>> START Passage given
Thanks for the better A-B-A explanation, I had previously had the issue with a Queue based State-Machine (that's when I found out about the term "A-B-A problem"), and became kind of paranoid about it since it couldn't be solved with CAS (finally I just placed a lock around it since it really wasn't worth spending more time on it, because actual contention rate was very low).

As for omp atomic... well I knew that, and use it often, just didn't remember about it when I began :)

Anyways my goal was to make all the numerical members atomic, and with the same interface, since I have them bound with templates to dozens of scripting engines that have code running on them for which I'm not responsible.

RafSchietekat · ‎10-29-2008

"Anyways my goal was to make all the numerical members atomic, and with the same interface, since I have them bound with templates to dozens of scripting engines that have code running on them for which I'm not responsible." So you aren't going to do a benchmark against tbb::spin_mutex?

robert_jay_gould · ‎10-29-2008

Quoting - Raf Schietekat

"Anyways my goal was to make all the numerical members atomic, and with the same interface, since I have them bound with templates to dozens of scripting engines that have code running on them for which I'm not responsible." So you aren't going to do a benchmark against tbb::spin_mutex?

Ok your right, I was being lazy here :)

Anyways the results of my lousy (simple for loop) benchmark (and no one should probably quote these numbers) was

spin_mutex 0.0018s

atomic float 0.0036s

omp atomic 0.0036s

critical section 0.0080s

This meaning spin_mutex was the winner, but fatter than atomic float/omp atomic. So I'lldefinitelykeep spin_mutex for the moment, but will conserve the atomic solutions until I can do some testing on a more real workload, where memory might be more critical than time, or the not.

Thanks for the idea there!

RafSchietekat · ‎10-29-2008

So where is "the >30x performance boost" you mentioned earlier? What exactly is "critical section"? Note that I'm not sure that an atomic float might not still be a winner in a heavily oversubscribed situation (too many threads) if contention on individual atomics is low enough, depending on how much of a nuisance convoying really is (that would be interesting to know), but your implementation is still incorrect, even not taking into account what I did not mention yet, let alone what I would yet discover if I looked more closely... :-)

robert_jay_gould · ‎10-30-2008

Quoting - Raf Schietekat

So where is "the >30x performance boost" you mentioned earlier? What exactly is "critical section"? Note that I'm not sure that an atomic float might not still be a winner in a heavily oversubscribed situation (too many threads) if contention on individual atomics is low enough, depending on how much of a nuisance convoying really is (that would be interesting to know), but your implementation is still incorrect, even not taking into account what I did not mention yet, let alone what I would yet discover if I looked more closely... :-)

The 30x performance was when using 100 threads + classes and stuff, my previous quick-benchmark was with just 4in an omp loop, a more common usage, so more representative of "lab" performance on average(?).
>> END Passage given
>> START Extracted entries
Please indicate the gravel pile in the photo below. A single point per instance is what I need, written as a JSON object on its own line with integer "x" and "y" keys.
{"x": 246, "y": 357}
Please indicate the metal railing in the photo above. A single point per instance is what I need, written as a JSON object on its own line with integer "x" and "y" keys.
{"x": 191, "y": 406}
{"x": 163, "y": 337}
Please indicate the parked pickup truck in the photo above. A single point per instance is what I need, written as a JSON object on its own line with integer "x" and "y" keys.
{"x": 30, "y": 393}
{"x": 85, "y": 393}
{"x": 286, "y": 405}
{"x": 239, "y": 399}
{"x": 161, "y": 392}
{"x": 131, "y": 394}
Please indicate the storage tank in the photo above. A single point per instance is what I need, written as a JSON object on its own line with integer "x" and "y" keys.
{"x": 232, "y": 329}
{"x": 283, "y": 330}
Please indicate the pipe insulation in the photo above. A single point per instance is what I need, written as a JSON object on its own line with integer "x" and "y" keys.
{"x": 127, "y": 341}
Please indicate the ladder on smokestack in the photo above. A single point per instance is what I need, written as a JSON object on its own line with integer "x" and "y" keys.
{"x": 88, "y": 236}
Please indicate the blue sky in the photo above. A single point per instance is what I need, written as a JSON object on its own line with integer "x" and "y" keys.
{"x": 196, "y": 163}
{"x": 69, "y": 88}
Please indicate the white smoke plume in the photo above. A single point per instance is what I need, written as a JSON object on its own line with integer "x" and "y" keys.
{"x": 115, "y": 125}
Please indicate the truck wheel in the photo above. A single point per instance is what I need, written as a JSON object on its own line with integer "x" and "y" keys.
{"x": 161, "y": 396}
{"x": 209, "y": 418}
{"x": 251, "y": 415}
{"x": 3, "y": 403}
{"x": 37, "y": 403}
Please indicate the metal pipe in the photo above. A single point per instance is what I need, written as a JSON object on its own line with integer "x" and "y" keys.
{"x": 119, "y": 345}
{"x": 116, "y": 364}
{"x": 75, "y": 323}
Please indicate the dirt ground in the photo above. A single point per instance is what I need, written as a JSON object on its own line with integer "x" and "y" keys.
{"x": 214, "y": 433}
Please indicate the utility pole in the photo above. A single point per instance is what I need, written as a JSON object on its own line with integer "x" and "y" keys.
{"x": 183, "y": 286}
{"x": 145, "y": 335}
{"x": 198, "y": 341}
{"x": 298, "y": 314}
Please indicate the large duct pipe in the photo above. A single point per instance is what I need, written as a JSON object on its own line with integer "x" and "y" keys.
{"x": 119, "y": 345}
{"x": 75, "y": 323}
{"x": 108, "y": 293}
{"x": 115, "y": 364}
>> END Extracted entries
● Do this
Carry the thread about atomic floats and tbb::spin_mutex further, picking up right after its last sentence. The data isn't needed here.

● Result of the exercise
And as you mention I still have a gut feeling (and some evidence) atomic floats should easily out perform spin_locks (at least in my case, not an HPC simulation), but I can trust spin_lock more than my own atomic float (for now) and it would really suck having to track down some really low level memory bug. So I'll use spin_lock for the moment.

But now that I have a spin_locked float class, I placed it in my more realistic benchmark again with 100 threads and a more complex scenario, this time I get:

atomic float: ~0.3 (it became a tad slower with the extra binary check in there)

spin_mutex: ~0.6

critical section: ~5.0 (omp critical)

mutex: ~8.0 (non-recursive fair)

So yes atomic float is still a magnitude (about 25x) faster than the mutex, (15x) faster than critical section, and (2x) faster than spin_mutex.

So far atomic float's results have been ok, no bugs (noticeable ones atleast), but I prefer the guilty until proven in this case, so until I can really trust atomic float, spinlock is a good replacement for a full mutex.

But if there was a better atomic float you bet I'd use that instead!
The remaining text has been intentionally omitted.